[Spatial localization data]
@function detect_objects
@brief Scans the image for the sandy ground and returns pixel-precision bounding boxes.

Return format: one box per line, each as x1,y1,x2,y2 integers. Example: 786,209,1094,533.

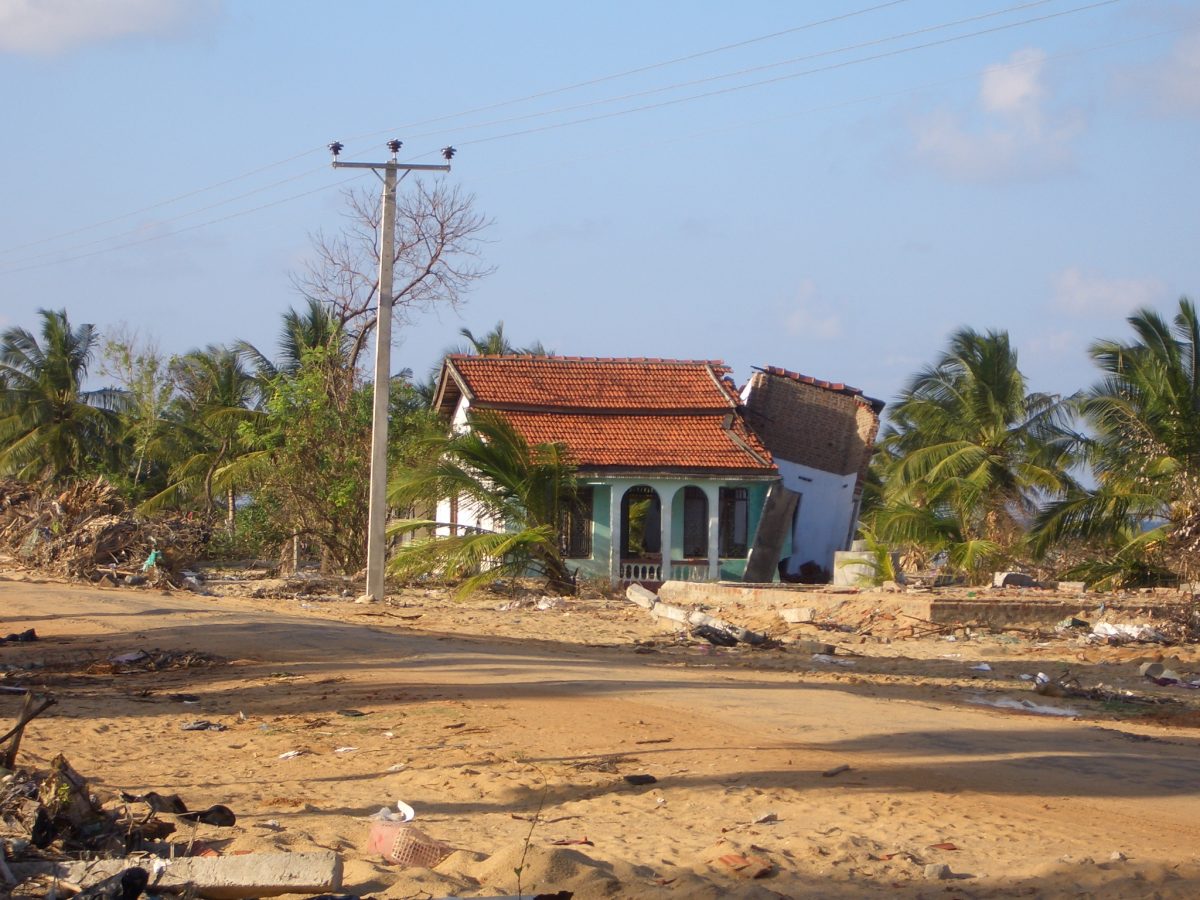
2,570,1199,899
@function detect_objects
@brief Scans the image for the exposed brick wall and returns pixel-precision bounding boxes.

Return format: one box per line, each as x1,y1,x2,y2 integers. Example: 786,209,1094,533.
854,402,881,490
742,371,879,478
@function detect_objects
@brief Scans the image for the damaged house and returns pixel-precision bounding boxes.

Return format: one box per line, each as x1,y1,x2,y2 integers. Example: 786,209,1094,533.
432,355,881,586
740,367,884,582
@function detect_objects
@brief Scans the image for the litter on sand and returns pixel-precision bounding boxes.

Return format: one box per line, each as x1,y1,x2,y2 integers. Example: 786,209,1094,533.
968,695,1080,717
370,800,416,823
179,720,226,732
1090,622,1168,644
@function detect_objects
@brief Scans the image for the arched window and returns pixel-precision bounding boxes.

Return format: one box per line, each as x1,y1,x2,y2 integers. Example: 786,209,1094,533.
621,485,661,557
719,487,749,558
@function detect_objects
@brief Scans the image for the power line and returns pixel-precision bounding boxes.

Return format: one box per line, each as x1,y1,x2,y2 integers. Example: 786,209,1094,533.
0,0,1104,269
486,23,1187,180
451,0,1122,149
0,147,326,259
0,0,1150,276
0,0,909,259
346,0,916,144
402,0,1062,143
6,162,339,268
0,174,368,276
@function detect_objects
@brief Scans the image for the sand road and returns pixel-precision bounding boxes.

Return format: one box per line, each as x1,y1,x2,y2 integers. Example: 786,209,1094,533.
1,577,1198,898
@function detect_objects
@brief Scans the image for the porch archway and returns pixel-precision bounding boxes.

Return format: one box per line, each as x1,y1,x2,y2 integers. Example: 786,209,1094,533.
620,484,661,559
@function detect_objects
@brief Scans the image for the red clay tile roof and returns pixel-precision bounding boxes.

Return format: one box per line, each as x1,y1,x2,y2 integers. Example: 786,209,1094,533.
501,411,774,473
447,355,737,411
440,356,775,474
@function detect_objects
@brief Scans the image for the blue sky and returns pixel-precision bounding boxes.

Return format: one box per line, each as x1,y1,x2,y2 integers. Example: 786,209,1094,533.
1,0,1197,407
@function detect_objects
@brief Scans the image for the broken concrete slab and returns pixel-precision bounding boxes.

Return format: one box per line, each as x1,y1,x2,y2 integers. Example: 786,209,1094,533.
742,484,800,583
779,607,816,624
625,583,658,609
12,850,342,899
686,610,764,645
651,603,689,624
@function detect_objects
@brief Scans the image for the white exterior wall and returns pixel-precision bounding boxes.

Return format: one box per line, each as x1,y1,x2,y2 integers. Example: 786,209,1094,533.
450,395,471,432
434,394,500,537
774,458,858,576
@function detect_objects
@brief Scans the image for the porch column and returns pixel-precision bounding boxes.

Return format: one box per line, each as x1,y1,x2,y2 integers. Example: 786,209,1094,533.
609,482,626,586
704,484,721,581
658,485,677,582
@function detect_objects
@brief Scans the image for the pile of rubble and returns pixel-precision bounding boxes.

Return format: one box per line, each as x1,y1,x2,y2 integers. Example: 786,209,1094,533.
0,479,210,587
0,693,341,899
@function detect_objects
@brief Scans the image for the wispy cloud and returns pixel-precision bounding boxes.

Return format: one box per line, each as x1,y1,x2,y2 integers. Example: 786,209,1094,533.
1026,328,1077,356
1052,266,1166,316
913,48,1083,182
1118,31,1200,118
0,0,218,55
784,279,841,340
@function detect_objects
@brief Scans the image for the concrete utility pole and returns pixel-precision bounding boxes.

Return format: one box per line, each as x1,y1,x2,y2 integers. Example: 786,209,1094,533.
330,140,451,602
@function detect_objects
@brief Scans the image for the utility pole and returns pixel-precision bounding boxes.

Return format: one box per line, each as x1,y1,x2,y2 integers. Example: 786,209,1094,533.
330,140,452,602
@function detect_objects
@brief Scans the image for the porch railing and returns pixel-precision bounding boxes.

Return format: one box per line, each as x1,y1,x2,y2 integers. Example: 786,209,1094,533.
619,560,662,584
668,561,711,582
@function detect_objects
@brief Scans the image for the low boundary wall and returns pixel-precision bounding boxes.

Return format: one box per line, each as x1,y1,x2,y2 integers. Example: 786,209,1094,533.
656,581,1190,628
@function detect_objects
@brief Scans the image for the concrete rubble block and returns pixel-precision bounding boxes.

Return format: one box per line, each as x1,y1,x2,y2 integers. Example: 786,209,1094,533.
923,863,951,880
682,610,763,644
625,583,658,609
992,571,1037,588
12,851,342,900
779,607,816,624
727,625,764,645
651,603,689,624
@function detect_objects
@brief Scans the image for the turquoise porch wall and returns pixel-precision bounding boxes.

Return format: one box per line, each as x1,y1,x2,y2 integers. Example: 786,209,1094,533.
567,484,611,582
565,478,776,583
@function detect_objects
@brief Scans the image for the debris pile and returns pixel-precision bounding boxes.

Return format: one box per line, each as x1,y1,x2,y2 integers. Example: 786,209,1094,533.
0,754,183,859
1160,591,1200,644
0,478,210,586
0,691,343,899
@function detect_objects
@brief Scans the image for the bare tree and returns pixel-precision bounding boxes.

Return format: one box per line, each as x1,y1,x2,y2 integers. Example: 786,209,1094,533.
294,179,493,371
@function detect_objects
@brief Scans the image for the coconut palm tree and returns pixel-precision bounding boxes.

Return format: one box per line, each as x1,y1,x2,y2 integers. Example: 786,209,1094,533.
236,297,350,385
386,411,581,595
413,321,551,407
868,328,1078,578
0,309,123,481
1033,297,1200,585
140,345,260,528
457,321,551,357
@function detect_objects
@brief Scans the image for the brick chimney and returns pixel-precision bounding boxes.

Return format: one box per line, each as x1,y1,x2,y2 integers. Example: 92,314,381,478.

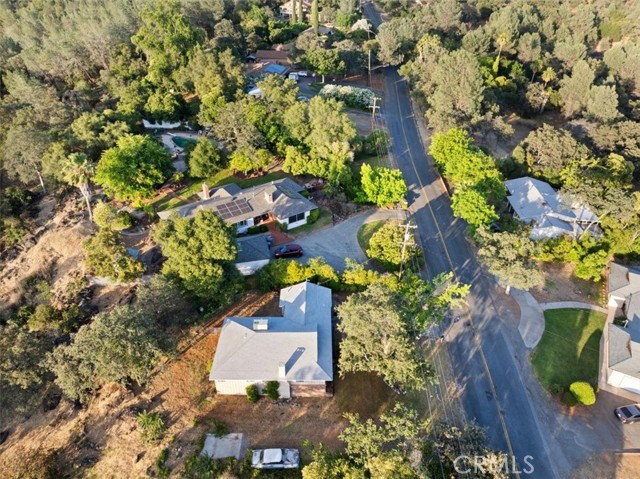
202,182,210,199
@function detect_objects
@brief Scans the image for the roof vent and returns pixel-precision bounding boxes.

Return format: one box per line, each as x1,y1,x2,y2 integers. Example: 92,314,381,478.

— To do —
Where a line of the data contains "pile", include it in the tally, and answer with the tally alone.

— Reply to the exercise —
2